▶ WHAT IS NEEDED
Pull out every row below that contains the word "stone", copying each such row in full.

# Start of MATERIALS PROVIDED

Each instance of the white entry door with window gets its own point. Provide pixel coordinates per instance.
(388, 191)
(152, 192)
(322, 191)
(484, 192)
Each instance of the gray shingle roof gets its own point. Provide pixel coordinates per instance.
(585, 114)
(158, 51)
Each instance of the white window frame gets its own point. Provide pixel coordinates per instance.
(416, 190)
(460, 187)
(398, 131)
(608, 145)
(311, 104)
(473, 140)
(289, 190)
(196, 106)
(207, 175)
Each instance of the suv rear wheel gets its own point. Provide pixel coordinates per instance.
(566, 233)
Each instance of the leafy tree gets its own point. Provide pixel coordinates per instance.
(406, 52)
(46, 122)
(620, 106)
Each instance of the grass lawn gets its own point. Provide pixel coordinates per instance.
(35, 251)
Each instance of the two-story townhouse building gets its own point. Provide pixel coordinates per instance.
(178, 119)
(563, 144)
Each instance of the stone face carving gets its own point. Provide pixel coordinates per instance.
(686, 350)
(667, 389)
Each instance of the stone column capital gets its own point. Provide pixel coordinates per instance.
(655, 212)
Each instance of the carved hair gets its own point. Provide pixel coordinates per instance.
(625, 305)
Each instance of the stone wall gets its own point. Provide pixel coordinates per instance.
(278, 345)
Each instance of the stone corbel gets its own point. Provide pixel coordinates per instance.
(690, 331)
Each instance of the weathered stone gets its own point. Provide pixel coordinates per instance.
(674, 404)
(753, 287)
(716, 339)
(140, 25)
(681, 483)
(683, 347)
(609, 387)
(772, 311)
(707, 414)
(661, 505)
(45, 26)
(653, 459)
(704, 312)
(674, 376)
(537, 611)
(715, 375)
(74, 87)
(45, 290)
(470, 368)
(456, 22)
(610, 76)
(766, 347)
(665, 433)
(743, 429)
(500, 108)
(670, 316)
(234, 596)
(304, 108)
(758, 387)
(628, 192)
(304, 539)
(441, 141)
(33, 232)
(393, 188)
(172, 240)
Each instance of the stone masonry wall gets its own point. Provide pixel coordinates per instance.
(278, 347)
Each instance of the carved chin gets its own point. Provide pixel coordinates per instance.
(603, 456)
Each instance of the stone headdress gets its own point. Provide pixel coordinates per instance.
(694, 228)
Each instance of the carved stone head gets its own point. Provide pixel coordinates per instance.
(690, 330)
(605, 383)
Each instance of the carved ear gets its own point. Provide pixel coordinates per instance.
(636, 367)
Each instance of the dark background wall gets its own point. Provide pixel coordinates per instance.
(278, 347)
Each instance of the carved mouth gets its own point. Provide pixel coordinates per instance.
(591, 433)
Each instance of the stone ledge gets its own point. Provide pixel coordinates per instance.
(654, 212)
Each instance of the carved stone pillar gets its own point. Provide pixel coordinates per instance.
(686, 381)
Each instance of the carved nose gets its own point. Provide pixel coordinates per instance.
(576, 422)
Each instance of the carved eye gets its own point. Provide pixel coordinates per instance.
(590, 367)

# End of MATERIALS PROVIDED
# Start of MATERIALS PROVIDED

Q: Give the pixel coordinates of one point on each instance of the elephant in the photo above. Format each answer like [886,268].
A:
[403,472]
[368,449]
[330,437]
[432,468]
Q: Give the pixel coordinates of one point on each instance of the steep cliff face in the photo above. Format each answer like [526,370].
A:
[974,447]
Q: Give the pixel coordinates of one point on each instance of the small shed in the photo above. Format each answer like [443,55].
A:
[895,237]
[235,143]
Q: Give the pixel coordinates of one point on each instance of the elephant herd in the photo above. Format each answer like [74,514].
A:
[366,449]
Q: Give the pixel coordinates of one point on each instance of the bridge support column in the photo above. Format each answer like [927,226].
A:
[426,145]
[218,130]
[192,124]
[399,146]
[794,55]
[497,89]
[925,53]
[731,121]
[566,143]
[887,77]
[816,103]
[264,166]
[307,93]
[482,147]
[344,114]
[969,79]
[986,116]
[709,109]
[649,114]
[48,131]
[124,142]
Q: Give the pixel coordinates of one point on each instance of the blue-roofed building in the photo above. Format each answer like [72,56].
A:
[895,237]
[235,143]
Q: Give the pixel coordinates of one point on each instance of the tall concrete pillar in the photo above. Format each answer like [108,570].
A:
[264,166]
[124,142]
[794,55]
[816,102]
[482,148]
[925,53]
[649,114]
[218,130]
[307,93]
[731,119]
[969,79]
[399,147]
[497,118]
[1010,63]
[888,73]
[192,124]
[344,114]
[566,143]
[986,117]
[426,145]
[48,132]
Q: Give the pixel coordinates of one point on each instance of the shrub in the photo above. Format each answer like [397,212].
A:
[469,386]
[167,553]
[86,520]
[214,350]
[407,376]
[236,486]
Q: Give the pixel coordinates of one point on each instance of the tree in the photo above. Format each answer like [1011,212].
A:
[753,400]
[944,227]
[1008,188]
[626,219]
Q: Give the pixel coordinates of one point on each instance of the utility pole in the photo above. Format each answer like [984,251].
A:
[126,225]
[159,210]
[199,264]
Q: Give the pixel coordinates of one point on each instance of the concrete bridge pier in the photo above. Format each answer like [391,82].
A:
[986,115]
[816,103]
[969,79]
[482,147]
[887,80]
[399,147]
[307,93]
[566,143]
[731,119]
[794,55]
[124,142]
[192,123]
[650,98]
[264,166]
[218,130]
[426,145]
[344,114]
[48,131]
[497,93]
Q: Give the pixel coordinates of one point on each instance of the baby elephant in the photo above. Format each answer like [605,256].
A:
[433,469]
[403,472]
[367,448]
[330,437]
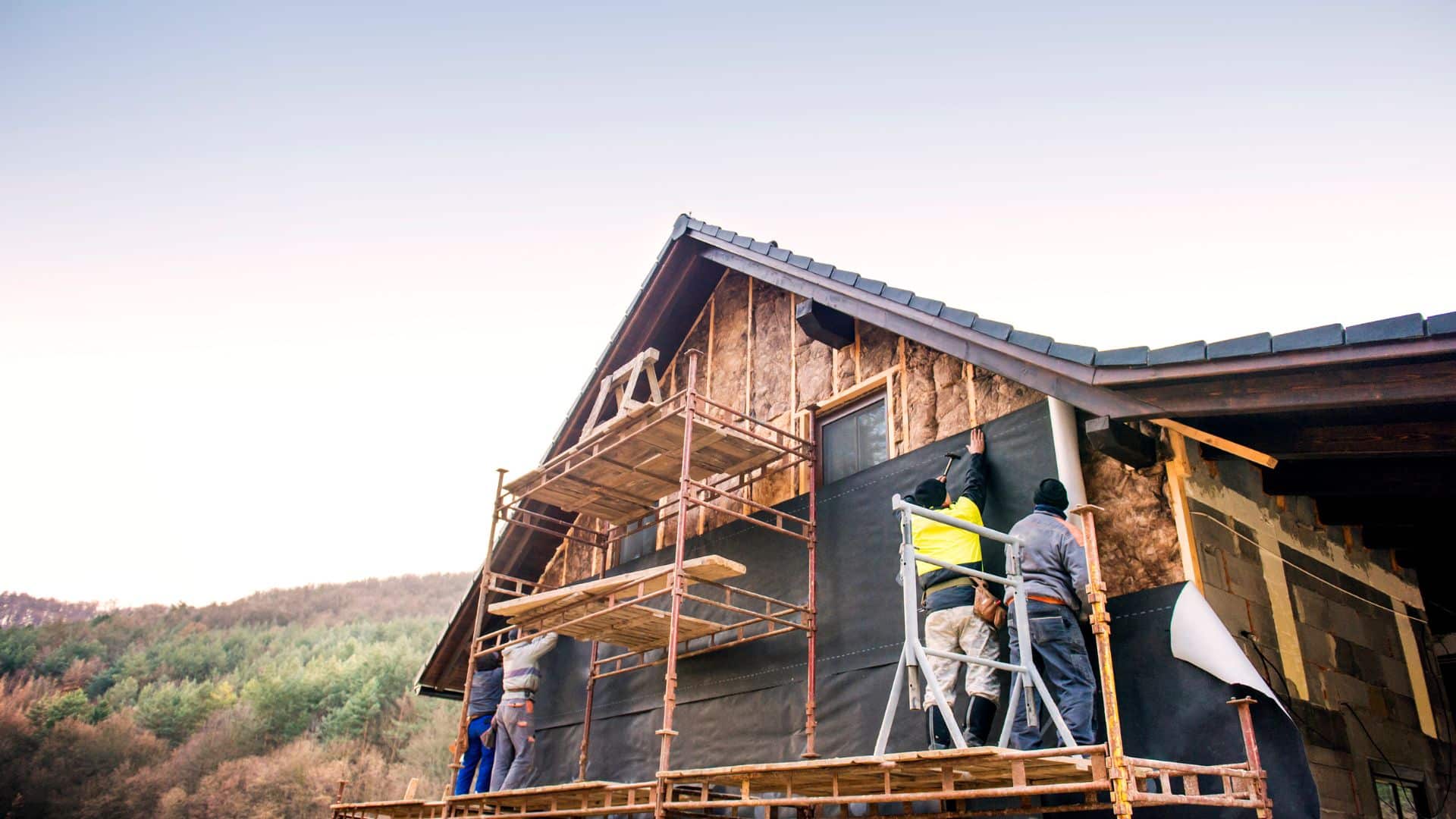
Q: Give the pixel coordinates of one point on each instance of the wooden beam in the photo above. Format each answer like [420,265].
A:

# End of MATERIALS PROVIDED
# Start of MATERIALS PROVIDED

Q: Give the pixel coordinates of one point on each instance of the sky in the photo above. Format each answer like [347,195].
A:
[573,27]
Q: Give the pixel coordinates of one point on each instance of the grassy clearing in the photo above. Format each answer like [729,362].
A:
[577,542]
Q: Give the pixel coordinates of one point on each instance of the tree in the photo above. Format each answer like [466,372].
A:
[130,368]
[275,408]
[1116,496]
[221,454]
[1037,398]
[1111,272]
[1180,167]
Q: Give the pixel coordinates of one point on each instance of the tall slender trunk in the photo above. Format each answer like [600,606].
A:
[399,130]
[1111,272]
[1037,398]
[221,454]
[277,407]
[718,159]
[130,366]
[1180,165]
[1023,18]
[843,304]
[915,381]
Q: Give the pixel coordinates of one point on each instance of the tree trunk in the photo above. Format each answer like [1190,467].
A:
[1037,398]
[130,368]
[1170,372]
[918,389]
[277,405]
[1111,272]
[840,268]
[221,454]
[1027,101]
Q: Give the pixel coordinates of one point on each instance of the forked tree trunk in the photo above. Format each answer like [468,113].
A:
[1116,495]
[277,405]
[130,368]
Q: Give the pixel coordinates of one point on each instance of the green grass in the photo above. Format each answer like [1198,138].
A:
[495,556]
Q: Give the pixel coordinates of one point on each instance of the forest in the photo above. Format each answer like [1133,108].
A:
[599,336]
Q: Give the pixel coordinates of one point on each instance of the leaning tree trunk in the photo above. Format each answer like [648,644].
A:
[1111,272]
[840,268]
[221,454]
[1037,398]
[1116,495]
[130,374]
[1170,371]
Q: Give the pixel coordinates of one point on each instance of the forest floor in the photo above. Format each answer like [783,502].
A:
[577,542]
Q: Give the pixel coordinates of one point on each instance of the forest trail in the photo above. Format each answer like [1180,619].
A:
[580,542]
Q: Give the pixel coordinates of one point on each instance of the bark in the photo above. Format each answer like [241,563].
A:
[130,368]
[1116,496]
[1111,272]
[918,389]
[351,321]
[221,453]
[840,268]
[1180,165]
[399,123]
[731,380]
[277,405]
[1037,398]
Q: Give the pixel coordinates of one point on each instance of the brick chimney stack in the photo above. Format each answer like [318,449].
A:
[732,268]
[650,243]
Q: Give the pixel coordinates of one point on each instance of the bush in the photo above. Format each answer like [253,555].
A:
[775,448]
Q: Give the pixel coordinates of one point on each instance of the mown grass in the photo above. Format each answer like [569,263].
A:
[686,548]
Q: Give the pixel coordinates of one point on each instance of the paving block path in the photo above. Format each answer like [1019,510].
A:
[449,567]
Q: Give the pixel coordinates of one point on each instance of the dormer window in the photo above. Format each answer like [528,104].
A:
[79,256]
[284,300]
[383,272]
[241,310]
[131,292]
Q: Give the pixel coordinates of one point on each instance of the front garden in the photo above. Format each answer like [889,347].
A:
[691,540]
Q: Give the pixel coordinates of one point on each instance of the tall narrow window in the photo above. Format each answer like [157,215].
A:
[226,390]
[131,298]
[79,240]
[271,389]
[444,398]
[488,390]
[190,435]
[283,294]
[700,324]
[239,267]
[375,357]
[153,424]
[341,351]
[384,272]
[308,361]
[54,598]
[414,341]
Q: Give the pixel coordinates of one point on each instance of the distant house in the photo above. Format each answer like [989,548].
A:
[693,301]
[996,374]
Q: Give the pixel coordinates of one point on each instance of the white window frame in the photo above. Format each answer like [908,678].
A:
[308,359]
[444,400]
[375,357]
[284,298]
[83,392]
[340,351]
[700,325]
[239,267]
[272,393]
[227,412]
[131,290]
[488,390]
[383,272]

# End of MATERIALS PROVIDED

▶ EXERCISE RESPONSE
Each instance of the stone face carving gets its own point. Provide pixel coordinates per instance.
Each instance of the stone column capital gets its own point. Provide pixel coordinates per instance.
Each instance of the stone wall gets its own point. Provide pixel coordinates per instance.
Each instance of the stone corbel gets its own point. Provide pixel coordinates per instance.
Each instance of the weathered stone gets its own point. Provide pixel coordinates per instance.
Each instance of the stone masonry wall gets its own point. Provide pixel coordinates per instance.
Each instance of the stone headdress gets its own point. Provide pixel coordinates per instance.
Each instance of the carved stone head gets its own point. Provide pixel coordinates per instance.
Each instance of the stone ledge gets its own point. Provide pixel coordinates per instance.
Each instance of the carved stone pillar gets its own point. Provide pixel coordinates per instance.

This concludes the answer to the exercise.